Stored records
____

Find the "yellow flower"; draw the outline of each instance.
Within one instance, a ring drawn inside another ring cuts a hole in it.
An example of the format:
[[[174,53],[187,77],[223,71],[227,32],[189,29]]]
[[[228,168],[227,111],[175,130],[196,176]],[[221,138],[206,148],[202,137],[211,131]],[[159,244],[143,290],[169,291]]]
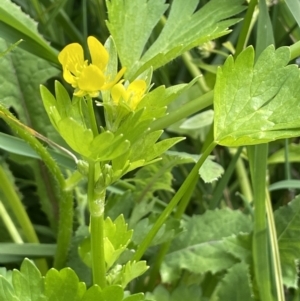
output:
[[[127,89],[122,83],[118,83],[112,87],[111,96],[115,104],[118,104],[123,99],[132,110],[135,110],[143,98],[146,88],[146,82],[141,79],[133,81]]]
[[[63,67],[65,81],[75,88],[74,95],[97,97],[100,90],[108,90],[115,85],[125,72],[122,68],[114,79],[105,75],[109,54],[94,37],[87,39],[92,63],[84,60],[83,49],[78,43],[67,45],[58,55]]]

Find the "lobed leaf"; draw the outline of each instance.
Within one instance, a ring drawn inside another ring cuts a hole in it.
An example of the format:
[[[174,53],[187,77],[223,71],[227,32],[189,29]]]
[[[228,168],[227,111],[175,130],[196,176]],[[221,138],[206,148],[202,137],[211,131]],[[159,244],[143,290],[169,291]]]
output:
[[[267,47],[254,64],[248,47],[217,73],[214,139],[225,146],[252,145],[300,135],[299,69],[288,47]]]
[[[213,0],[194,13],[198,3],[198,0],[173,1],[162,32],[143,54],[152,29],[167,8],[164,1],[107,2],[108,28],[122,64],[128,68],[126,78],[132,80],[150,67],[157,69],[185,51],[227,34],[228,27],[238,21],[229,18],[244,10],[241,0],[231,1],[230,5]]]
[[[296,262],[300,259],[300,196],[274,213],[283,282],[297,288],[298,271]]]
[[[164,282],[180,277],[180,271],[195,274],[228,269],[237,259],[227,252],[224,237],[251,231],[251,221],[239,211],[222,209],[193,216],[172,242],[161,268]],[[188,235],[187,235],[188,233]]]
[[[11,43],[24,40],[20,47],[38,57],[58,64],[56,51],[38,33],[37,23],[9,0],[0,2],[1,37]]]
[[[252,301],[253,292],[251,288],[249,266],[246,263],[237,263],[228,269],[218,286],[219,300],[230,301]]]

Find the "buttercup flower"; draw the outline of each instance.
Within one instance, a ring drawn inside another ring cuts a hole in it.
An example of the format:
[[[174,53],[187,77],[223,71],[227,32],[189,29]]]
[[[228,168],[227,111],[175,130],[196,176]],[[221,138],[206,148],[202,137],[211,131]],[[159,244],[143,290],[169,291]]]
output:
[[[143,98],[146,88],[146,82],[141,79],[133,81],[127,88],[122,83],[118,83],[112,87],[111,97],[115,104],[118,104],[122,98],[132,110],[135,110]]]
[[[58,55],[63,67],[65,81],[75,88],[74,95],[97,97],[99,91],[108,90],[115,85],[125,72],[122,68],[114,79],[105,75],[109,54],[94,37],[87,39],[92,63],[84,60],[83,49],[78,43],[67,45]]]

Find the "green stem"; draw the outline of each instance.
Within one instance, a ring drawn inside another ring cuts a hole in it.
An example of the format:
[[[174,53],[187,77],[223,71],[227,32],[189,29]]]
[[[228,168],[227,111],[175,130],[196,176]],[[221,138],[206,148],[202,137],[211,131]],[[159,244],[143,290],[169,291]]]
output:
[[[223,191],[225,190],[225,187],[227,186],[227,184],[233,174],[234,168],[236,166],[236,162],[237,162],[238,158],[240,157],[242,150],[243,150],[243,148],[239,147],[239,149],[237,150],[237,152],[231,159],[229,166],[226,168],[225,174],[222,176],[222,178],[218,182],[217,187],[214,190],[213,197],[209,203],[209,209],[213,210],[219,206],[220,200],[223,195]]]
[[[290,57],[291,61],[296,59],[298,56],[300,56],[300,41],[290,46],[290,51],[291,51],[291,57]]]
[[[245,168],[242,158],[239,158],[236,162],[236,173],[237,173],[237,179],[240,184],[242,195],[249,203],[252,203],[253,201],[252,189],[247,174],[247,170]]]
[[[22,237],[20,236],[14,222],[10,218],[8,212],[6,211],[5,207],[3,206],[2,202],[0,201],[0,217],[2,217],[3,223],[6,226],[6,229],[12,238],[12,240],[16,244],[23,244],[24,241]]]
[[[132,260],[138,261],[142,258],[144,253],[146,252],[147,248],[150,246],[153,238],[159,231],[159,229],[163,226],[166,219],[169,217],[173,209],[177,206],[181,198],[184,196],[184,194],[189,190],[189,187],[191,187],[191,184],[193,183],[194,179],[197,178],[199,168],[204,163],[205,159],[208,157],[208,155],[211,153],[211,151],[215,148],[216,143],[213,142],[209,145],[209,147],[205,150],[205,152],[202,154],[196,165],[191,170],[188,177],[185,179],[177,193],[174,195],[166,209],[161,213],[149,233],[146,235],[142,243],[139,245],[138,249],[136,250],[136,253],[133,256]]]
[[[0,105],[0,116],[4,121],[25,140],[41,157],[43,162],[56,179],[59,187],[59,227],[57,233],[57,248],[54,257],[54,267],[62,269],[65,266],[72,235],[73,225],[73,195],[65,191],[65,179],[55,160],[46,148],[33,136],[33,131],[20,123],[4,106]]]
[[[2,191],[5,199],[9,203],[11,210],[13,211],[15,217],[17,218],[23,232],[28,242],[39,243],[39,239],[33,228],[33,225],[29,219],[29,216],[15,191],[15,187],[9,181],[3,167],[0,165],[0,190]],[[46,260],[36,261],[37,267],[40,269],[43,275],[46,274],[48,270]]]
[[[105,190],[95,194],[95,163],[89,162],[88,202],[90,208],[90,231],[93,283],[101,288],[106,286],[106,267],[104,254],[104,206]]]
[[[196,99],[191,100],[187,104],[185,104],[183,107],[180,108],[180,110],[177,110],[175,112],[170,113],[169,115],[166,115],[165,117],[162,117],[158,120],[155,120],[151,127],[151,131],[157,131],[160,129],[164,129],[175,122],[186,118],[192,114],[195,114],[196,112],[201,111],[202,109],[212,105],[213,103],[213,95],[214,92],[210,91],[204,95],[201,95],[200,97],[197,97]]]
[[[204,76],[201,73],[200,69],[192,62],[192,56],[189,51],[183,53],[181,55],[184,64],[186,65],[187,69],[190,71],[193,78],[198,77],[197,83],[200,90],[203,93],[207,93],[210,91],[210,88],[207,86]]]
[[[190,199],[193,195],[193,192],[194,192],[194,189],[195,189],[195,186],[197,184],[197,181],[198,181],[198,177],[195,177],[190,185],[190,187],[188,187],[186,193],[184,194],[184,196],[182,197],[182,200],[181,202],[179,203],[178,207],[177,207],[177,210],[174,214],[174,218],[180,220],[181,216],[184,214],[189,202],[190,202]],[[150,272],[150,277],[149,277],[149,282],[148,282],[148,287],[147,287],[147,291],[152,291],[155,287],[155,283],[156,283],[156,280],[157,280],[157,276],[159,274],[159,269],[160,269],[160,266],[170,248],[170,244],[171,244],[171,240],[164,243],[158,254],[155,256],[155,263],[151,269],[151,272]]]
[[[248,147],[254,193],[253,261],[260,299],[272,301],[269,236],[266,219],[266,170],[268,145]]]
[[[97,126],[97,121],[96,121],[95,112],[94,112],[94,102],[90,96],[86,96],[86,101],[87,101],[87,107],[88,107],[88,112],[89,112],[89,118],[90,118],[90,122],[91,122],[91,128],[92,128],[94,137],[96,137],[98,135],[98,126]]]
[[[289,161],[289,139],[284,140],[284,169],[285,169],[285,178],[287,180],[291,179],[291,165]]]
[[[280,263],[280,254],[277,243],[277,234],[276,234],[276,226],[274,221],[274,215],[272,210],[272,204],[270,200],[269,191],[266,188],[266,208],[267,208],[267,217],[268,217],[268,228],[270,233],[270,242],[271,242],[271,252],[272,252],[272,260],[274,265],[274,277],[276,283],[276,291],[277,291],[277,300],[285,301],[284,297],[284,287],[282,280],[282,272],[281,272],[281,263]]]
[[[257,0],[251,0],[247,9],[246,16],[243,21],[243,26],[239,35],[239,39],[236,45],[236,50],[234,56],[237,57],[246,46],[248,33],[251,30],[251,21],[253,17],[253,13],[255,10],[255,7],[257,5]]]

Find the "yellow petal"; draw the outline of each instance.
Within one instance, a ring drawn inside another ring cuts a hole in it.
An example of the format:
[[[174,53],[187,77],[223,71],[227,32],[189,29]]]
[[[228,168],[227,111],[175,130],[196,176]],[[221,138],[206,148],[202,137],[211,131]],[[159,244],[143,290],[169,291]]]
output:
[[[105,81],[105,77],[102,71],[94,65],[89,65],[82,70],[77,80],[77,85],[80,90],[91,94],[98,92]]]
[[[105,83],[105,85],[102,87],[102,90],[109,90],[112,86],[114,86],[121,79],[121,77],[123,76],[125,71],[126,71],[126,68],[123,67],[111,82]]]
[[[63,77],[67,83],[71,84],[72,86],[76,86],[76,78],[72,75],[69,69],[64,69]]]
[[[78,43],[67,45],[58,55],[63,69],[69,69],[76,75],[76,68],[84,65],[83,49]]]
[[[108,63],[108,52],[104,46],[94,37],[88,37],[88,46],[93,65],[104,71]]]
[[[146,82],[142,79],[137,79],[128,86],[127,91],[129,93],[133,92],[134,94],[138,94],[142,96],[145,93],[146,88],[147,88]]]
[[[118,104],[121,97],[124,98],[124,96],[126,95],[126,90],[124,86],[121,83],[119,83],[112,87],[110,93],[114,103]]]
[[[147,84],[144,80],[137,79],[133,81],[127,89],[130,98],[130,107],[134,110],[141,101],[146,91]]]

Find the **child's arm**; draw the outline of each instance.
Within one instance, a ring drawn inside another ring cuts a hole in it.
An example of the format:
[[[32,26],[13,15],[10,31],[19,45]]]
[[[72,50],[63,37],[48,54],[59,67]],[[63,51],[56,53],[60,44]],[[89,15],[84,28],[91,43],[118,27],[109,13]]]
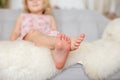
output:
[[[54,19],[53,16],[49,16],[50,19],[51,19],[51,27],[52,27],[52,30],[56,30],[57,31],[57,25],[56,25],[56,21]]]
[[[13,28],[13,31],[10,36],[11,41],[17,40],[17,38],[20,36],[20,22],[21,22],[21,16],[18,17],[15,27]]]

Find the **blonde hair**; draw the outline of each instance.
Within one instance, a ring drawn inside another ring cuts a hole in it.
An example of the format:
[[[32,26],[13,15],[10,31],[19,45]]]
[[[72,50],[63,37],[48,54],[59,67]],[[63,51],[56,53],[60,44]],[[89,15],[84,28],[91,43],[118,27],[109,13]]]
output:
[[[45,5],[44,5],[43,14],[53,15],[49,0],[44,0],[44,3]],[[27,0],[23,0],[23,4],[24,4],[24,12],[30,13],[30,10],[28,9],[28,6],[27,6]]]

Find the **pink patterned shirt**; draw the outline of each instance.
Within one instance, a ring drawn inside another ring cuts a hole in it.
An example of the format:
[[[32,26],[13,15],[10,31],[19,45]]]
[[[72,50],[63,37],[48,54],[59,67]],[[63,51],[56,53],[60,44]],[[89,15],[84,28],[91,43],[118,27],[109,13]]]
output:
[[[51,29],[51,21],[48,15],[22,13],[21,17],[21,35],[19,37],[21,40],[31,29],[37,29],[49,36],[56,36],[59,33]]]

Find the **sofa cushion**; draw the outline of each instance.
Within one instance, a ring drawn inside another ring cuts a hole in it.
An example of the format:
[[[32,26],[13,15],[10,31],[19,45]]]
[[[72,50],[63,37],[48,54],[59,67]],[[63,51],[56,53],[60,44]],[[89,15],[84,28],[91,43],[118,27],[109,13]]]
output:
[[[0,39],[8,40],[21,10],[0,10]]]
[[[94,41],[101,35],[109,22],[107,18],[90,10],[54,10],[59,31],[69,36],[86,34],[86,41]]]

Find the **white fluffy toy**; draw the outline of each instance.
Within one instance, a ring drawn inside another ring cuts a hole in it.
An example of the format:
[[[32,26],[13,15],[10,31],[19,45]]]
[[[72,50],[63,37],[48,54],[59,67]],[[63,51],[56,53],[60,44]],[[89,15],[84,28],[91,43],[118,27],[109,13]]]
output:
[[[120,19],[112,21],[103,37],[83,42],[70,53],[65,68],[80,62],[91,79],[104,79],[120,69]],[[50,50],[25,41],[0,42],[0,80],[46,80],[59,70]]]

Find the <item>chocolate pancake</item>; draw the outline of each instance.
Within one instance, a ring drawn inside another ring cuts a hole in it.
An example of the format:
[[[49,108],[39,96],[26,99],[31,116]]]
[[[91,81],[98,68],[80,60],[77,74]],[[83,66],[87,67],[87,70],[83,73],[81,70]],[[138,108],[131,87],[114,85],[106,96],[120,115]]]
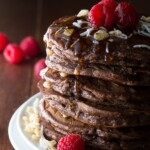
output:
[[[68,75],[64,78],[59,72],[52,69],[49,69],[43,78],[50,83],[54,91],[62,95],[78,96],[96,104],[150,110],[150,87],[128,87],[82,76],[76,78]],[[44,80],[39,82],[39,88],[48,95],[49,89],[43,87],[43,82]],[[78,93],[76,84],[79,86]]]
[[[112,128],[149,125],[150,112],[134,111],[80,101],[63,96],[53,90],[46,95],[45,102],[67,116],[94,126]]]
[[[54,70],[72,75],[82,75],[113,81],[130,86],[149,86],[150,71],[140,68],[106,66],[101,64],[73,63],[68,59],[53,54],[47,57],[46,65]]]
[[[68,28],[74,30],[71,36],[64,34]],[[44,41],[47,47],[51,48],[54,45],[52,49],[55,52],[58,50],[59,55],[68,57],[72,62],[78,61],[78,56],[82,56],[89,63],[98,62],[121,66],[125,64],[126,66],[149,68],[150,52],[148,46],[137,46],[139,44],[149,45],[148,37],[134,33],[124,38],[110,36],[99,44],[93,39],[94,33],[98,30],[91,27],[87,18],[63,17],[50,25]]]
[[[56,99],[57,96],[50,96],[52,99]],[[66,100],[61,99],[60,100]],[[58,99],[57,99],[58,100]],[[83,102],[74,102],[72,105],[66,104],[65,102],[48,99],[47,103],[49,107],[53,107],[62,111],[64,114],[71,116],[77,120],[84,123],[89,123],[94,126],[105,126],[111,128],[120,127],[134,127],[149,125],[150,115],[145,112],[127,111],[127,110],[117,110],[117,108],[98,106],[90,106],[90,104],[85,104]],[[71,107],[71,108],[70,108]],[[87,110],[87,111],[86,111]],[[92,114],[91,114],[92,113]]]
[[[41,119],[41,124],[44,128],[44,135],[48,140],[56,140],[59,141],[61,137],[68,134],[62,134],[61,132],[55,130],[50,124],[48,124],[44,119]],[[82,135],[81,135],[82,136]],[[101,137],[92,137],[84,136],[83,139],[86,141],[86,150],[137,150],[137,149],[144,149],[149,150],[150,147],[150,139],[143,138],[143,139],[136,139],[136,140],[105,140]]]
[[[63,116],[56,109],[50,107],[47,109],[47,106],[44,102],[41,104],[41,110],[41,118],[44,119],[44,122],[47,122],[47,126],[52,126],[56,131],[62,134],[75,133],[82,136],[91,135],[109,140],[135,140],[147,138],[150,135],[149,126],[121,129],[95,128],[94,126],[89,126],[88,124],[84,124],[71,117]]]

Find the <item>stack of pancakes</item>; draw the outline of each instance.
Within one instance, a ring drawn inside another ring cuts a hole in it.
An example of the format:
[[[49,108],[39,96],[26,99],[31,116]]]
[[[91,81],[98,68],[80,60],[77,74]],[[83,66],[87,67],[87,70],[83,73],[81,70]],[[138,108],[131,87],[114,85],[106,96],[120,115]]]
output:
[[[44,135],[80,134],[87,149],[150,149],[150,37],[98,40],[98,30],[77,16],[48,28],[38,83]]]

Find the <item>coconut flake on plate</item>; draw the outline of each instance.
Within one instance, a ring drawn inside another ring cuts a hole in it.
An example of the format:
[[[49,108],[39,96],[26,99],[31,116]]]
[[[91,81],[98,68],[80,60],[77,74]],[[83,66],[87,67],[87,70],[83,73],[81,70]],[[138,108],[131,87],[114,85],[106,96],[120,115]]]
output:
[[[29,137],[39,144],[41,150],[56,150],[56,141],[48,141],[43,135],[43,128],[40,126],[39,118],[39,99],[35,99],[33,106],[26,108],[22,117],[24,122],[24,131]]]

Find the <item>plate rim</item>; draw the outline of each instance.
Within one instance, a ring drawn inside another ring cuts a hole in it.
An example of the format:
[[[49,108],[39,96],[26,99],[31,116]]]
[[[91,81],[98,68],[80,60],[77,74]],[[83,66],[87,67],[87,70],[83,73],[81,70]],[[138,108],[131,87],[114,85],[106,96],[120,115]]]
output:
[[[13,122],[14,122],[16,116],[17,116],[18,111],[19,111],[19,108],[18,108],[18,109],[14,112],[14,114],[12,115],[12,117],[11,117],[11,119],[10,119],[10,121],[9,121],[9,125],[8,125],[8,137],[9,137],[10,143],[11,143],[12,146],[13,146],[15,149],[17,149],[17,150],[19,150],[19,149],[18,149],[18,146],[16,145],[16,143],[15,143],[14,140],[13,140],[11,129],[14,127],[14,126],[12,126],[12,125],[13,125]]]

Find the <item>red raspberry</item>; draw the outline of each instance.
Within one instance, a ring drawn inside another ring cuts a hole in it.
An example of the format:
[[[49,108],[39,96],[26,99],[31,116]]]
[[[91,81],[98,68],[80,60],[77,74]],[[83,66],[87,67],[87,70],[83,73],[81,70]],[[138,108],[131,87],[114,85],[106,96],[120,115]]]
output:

____

> _Instructions for the task_:
Whenever a line of the records holds the string "item", pick it out and copy it.

> _Solution to this exercise_:
Find the <item>chocolate pancake</item>; draw the outline of each instance.
Find the <item>stack of pancakes</item>; draw the outline of each instance.
Find the <item>coconut flake on plate</item>; draw the outline of each instance.
Find the <item>plate rim</item>; draw the outline of each instance.
Find the <item>red raspberry</item>; draw the outline of each instance.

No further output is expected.